GIVEN RECORDS:
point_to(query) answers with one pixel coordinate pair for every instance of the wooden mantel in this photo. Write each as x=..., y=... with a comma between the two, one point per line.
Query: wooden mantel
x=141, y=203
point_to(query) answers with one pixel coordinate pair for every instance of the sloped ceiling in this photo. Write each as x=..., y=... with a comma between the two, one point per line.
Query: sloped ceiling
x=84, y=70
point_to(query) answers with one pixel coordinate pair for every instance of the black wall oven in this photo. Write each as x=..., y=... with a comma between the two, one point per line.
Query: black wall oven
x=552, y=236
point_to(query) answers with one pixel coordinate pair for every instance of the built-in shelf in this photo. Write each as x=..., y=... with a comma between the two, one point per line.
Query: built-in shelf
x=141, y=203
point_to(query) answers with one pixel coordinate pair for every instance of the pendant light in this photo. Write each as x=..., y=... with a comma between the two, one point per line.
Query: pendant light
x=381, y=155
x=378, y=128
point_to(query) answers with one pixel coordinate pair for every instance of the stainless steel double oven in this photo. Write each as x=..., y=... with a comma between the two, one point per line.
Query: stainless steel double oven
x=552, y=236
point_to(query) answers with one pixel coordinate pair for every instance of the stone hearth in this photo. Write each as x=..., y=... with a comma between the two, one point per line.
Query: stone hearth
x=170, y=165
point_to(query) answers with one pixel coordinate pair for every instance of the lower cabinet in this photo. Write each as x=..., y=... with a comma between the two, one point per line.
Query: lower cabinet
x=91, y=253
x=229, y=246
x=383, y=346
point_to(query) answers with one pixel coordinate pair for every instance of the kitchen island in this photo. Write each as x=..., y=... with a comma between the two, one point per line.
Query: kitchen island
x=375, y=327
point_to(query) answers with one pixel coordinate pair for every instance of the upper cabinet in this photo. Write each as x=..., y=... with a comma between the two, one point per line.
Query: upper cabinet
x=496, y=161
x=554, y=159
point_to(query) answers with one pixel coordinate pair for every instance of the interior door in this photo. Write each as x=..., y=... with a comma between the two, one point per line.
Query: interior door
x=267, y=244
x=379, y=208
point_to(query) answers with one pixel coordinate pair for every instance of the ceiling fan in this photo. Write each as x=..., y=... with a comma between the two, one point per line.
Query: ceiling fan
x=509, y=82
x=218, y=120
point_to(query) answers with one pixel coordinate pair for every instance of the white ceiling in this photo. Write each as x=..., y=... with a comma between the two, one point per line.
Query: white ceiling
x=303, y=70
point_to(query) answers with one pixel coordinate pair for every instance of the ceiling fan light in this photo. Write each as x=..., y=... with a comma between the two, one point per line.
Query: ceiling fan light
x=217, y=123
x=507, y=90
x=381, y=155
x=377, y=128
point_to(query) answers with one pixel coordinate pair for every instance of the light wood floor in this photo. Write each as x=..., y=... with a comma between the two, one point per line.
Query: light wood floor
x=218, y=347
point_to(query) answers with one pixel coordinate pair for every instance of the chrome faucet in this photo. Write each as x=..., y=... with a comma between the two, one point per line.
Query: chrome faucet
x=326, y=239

WRITTEN EXERCISE:
Turn every line of the records above into a JSON array of strings, one string per line, with blank lines omitted.

RESULT BELOW:
[
  "point_to(query) answers with one pixel coordinate pair for every instance of the wooden mantel in this photo. Write each as x=..., y=... with a comma between the two, one point per line.",
  "Query: wooden mantel",
  "x=141, y=203",
  "point_to(query) answers with one pixel coordinate pair for every instance of the sloped ceiling in this photo. Write each as x=..., y=... with a comma between the two, one point per line.",
  "Query: sloped ceiling",
  "x=84, y=70",
  "point_to(query) answers with one pixel coordinate pair for every instance of the black wall oven in this photo. Write each as x=..., y=... with a comma between the two, one point per line.",
  "Query: black wall oven",
  "x=552, y=236",
  "point_to(query) answers with one pixel coordinate pair for every instance of the built-in shelf in this photo. Write each as x=..., y=... with a comma between the two, one point per line.",
  "Query: built-in shelf",
  "x=141, y=203",
  "point_to(query) answers with one pixel coordinate pair for every instance of the pendant light in this photo. Write each as x=..., y=... with a comma between the two, one point per line.",
  "Query: pendant light",
  "x=381, y=155",
  "x=378, y=128",
  "point_to(query) answers with one pixel coordinate pair for every instance of the stainless steel double oven in this photo. Write each as x=..., y=... with a comma between the two, one point per line.",
  "Query: stainless steel double oven",
  "x=552, y=236",
  "point_to(query) answers with one pixel coordinate pair for every instance of the stone hearth in this photo. Write each as x=..., y=... with a comma between the two, one point per line.",
  "Query: stone hearth",
  "x=170, y=165",
  "point_to(query) answers with one pixel coordinate pair for every instance of the lower cabinet in this photo. Write each as x=..., y=... with a comma between the two, one point per line.",
  "Query: lower cabinet",
  "x=91, y=253",
  "x=229, y=246",
  "x=383, y=346",
  "point_to(query) answers with one pixel coordinate pair for every instance of the kitchen island in this photo. Write each as x=..., y=... with a comma between the two, one point per line.",
  "Query: kitchen island",
  "x=375, y=327",
  "point_to(query) answers with one pixel coordinate pair for every instance of the upper cabinet in this photo. Write each as x=..., y=... with a comma between the two, one point per line.",
  "Query: upper cabinet",
  "x=496, y=161",
  "x=554, y=159",
  "point_to(query) answers with one pixel coordinate pair for every instance of the interior door in this photo. Write each as x=..., y=... with a comma between the two, one point per line.",
  "Query: interior door",
  "x=267, y=244",
  "x=379, y=208",
  "point_to(query) answers with one pixel coordinate pair for every instance of the ceiling fan in this photo. Write each as x=..., y=... with a comma between the two, one point per line.",
  "Query: ceiling fan",
  "x=509, y=82",
  "x=218, y=120",
  "point_to(query) answers with one pixel coordinate pair for every instance of the white ceiling in this photo. Write each as x=..., y=... with a comma between the two, one point per line.",
  "Query: white ceiling",
  "x=303, y=70",
  "point_to(query) answers with one pixel coordinate pair for every instance of the ceiling fan light in this photo. Write each as x=..., y=... with a comma between the two, one point per line.",
  "Query: ceiling fan light",
  "x=217, y=123",
  "x=507, y=90",
  "x=381, y=155",
  "x=377, y=128",
  "point_to(query) answers with one pixel coordinate pair for every instance of the light wood floor in this photo. Write each as x=..., y=... with a comma between the two, one point per line.",
  "Query: light wood floor",
  "x=218, y=347",
  "point_to(query) answers with one pixel coordinate pair for every instance of the chrome faucet in this photo. Write each as x=..., y=... with a comma between the two, one point per line.",
  "Query: chrome faucet",
  "x=326, y=239"
]